* WRITTEN REQUEST: Pick out every line of the listing that contains the string "metal" and copy it. Matching is case-sensitive.

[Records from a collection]
+++

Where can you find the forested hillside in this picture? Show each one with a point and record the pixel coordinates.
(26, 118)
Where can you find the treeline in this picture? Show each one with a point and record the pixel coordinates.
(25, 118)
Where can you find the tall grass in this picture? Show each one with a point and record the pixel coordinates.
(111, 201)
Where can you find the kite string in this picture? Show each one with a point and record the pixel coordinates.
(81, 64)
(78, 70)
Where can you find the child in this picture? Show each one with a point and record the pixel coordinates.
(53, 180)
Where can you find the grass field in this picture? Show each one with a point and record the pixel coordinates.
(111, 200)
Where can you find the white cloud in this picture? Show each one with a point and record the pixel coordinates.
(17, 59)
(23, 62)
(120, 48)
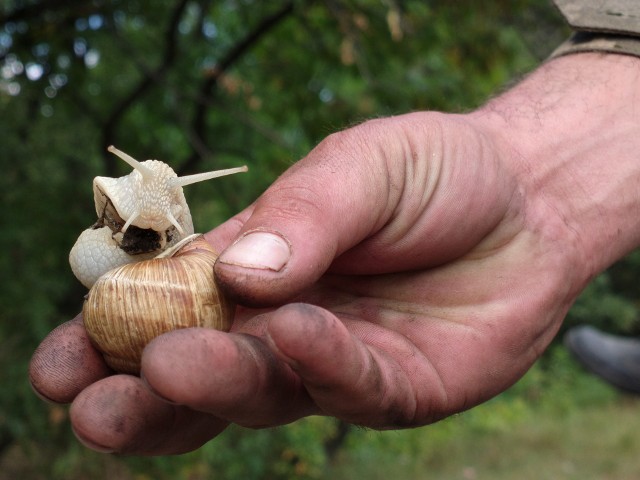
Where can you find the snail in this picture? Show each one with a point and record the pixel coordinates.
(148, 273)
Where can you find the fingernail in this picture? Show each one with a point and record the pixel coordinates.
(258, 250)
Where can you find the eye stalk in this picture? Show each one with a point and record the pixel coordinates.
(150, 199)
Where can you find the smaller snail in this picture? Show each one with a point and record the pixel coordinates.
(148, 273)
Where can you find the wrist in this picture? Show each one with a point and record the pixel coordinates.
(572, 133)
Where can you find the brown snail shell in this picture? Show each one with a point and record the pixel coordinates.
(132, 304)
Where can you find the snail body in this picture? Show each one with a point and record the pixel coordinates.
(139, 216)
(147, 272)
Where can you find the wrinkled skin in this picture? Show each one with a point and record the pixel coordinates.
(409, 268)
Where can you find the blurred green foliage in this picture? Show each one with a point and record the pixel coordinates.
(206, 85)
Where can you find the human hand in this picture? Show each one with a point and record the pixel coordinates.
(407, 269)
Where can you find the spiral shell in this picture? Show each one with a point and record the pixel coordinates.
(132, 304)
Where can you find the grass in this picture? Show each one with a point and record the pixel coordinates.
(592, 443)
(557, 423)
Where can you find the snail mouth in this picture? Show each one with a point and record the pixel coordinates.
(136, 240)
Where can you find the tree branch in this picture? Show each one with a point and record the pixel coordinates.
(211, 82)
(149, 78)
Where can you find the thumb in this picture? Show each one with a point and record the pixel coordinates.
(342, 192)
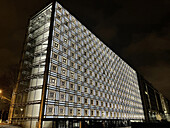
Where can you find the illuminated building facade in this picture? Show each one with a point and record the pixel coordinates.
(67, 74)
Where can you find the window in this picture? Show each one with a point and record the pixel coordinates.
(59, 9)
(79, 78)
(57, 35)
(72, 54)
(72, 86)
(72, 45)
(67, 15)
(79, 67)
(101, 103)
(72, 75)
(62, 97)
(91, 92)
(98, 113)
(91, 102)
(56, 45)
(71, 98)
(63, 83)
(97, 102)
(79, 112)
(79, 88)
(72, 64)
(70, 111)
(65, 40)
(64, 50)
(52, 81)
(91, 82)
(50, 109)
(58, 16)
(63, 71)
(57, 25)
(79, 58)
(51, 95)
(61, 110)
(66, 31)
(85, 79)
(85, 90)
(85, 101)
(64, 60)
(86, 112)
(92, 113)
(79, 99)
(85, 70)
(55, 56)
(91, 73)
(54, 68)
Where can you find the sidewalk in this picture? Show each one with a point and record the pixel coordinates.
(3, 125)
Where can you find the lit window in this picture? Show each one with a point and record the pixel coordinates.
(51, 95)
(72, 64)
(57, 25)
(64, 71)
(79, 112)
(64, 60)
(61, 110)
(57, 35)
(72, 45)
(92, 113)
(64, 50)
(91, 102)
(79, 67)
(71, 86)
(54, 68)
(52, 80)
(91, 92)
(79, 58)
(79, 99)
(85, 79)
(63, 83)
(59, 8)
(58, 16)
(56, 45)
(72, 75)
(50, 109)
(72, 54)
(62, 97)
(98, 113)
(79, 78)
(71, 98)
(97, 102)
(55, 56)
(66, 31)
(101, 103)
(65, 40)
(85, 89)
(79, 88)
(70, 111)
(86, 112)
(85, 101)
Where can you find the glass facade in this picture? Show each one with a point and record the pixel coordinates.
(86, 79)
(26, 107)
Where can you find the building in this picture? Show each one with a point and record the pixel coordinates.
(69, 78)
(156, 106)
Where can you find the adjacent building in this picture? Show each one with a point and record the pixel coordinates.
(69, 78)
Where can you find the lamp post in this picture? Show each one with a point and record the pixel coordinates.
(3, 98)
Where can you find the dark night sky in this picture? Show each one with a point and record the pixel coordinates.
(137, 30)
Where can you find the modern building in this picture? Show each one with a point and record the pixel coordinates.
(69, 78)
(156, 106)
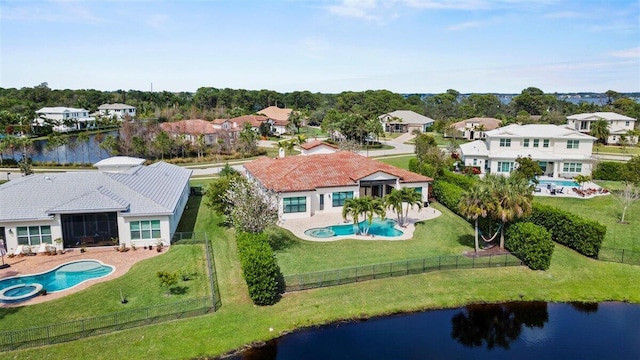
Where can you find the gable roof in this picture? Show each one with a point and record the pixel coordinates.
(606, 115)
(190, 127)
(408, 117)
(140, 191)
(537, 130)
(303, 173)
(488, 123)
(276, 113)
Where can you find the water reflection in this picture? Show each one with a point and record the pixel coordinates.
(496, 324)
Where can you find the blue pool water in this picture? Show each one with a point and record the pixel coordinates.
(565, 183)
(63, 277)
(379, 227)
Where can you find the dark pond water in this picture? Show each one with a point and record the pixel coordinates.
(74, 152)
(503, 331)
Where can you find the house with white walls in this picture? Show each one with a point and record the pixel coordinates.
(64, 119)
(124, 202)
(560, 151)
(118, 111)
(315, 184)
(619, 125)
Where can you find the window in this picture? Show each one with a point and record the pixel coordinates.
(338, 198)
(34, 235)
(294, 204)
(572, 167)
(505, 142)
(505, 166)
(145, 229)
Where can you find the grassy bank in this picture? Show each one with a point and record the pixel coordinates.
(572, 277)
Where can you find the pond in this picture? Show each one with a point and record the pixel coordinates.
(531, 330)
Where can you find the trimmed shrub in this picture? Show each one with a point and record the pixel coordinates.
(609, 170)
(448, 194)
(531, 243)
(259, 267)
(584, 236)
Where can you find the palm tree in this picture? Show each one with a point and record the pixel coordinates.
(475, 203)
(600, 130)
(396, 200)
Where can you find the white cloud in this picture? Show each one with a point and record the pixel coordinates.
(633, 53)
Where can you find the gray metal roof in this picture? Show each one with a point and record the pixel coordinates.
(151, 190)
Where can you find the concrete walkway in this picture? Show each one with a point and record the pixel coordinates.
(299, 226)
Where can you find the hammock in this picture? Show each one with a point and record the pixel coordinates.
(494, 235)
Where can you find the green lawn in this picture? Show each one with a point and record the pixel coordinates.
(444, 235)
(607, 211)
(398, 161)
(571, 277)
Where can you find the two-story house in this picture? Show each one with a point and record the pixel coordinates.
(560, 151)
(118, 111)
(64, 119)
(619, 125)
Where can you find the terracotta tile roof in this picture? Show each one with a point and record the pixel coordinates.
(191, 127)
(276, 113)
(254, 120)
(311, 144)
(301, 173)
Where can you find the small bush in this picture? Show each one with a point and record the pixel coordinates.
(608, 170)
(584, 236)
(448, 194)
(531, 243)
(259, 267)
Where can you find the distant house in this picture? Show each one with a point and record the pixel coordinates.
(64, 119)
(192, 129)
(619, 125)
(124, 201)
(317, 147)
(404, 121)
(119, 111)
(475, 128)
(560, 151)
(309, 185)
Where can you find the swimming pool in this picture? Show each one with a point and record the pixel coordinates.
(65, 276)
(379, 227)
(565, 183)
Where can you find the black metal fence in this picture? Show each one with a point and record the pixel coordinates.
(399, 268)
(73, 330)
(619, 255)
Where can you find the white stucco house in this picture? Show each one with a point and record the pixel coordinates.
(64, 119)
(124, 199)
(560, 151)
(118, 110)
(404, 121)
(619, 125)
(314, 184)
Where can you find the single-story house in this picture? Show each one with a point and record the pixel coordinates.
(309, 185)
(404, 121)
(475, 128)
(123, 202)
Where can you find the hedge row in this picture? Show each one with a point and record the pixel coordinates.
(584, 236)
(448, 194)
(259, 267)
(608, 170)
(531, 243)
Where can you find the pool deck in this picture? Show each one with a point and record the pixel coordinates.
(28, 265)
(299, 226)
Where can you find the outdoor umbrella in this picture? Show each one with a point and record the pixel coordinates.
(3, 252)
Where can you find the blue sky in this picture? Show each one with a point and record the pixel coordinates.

+++

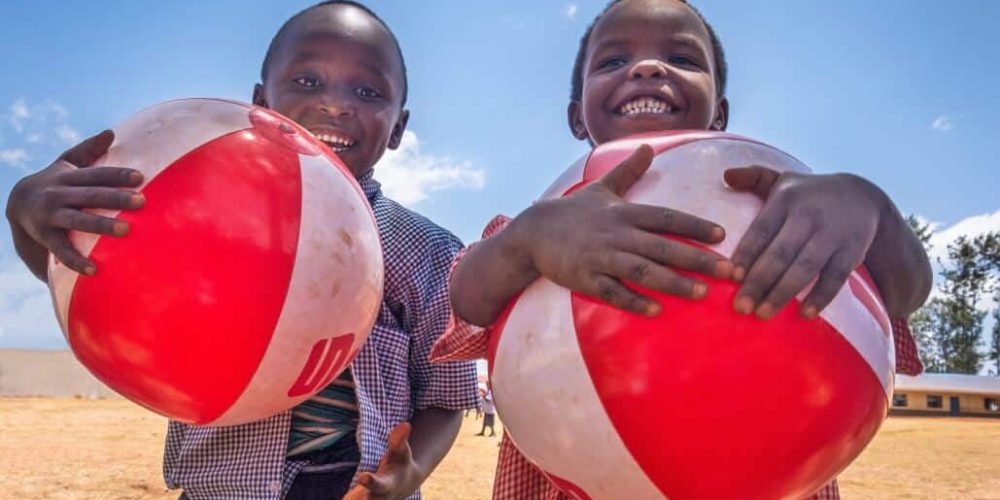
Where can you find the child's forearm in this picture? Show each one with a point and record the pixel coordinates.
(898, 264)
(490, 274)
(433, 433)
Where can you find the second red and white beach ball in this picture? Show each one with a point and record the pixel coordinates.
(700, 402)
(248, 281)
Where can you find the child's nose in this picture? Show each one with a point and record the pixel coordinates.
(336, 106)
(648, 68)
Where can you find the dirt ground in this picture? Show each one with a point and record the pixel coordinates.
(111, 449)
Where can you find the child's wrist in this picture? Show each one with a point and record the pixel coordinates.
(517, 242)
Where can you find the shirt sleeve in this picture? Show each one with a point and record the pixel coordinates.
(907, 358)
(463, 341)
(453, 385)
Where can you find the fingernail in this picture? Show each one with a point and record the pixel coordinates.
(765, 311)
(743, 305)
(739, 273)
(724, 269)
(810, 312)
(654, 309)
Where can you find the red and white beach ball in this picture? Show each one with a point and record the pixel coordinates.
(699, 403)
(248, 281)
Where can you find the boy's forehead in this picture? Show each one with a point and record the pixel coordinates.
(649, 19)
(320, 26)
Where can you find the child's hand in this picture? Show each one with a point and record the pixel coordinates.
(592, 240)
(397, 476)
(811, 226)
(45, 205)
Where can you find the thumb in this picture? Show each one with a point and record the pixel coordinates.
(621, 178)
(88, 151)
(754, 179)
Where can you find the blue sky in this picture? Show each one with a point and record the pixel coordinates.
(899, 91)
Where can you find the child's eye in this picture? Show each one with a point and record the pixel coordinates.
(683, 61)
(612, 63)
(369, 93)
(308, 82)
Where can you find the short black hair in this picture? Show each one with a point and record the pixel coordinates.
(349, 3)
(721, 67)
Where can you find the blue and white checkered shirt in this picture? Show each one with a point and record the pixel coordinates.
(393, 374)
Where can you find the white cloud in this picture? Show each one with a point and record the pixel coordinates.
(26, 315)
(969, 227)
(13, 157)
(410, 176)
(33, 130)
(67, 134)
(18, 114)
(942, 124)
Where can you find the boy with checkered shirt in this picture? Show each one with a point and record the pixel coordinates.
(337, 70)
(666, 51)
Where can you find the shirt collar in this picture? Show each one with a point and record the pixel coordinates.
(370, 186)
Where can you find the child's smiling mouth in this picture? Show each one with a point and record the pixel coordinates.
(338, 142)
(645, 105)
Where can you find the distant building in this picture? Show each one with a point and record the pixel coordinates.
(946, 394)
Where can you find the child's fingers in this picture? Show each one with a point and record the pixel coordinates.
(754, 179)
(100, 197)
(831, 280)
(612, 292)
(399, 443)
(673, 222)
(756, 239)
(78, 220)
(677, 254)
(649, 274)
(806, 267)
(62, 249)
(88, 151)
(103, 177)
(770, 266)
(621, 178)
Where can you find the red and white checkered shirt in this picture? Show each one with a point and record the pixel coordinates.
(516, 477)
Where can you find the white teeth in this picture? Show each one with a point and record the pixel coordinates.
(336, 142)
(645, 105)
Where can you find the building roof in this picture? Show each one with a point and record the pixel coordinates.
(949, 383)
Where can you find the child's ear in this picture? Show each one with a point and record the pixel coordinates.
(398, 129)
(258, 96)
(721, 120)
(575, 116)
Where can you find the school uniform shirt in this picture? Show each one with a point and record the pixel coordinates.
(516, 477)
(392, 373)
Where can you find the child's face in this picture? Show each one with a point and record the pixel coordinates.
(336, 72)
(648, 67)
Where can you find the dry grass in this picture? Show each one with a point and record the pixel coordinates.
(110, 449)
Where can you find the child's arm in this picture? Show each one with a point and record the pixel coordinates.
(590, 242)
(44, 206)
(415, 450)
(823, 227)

+++

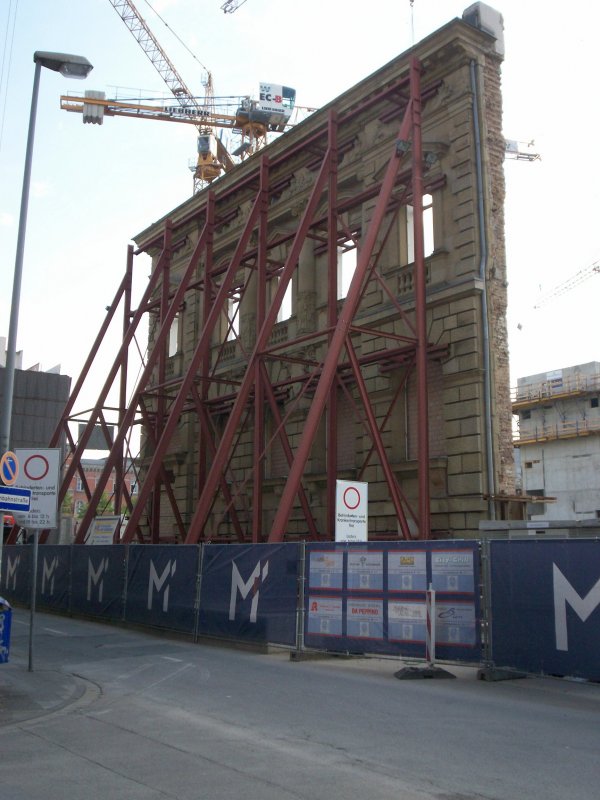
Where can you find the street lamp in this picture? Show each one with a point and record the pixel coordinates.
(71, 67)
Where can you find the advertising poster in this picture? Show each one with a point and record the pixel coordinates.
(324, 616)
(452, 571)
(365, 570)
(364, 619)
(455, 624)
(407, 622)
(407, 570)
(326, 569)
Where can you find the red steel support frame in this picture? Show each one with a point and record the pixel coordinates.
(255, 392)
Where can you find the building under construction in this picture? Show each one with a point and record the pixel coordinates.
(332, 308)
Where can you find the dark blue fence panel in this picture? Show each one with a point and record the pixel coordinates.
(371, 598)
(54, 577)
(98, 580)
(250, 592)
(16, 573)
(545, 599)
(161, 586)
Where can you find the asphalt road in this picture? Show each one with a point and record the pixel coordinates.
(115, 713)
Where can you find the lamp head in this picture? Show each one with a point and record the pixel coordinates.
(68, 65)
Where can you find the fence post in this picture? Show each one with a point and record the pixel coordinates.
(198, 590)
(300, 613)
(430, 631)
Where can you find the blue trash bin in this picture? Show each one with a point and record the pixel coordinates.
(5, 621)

+++

* EXERCISE SOLUTION:
Where can you find the gray metal roof in this picture? Show each one with a point and record the pixel coordinates.
Where can you find the black metal fence in this picture? Show each one with a point and record the pixel coordinates.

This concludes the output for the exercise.